Transcribe all of the data exactly. Omit the pictures.

BEGIN Available records

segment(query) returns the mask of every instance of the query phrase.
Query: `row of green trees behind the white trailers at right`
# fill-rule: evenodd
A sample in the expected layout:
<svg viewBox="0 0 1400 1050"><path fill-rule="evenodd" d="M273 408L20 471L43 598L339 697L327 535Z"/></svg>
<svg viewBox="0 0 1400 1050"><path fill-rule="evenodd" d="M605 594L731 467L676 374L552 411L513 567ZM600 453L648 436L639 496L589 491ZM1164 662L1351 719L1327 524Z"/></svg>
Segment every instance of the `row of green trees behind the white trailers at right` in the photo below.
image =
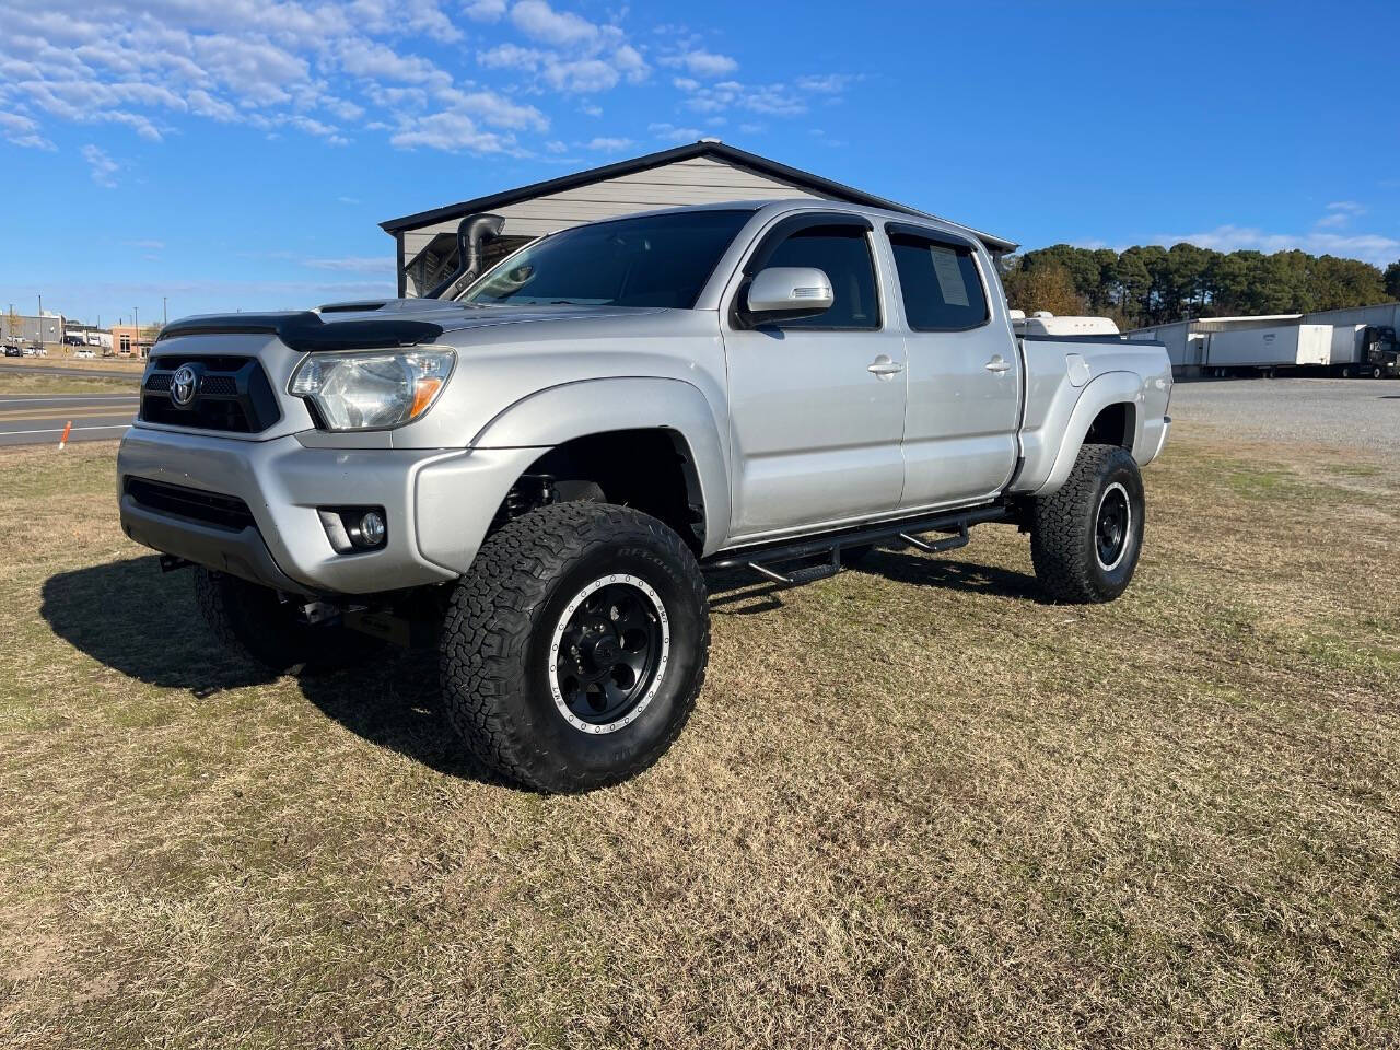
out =
<svg viewBox="0 0 1400 1050"><path fill-rule="evenodd" d="M1012 307L1093 314L1123 330L1201 316L1306 314L1400 300L1400 262L1302 251L1217 252L1193 244L1075 248L1057 244L1002 259Z"/></svg>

END Available records

Written response:
segment(query) returns the mask of every instance of the query phrase.
Query: `row of green trees behind the white trailers at right`
# fill-rule: evenodd
A sample in the expected layout:
<svg viewBox="0 0 1400 1050"><path fill-rule="evenodd" d="M273 408L20 471L43 598L339 697L327 535Z"/></svg>
<svg viewBox="0 0 1400 1050"><path fill-rule="evenodd" d="M605 594L731 467L676 374L552 411L513 567ZM600 453L648 436L639 496L589 491ZM1164 662L1351 719L1327 524Z"/></svg>
Segment every instance of the `row of green trees behind the white trailers at right` in the photo below.
image =
out =
<svg viewBox="0 0 1400 1050"><path fill-rule="evenodd" d="M1012 307L1093 314L1123 330L1201 316L1306 314L1400 300L1400 262L1302 251L1217 252L1193 244L1075 248L1057 244L1002 259Z"/></svg>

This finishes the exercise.